# Exercise task
Arrange the records below as a two-column CSV headed instruction and response, with one row per record. Put each record's text and its answer in a single quoted field apiece, replacing every line break with a space.

====== Provided records

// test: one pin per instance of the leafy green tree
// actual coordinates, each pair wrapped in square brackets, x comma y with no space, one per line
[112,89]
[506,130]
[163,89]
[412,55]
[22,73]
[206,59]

============

# Response to the exercise
instruction,response
"// test: one pin per instance of the leafy green tree // actual coordinates, each pair wrapped in square brackets, x comma y with no space, one per line","[112,89] [506,130] [163,89] [412,55] [22,73] [206,59]"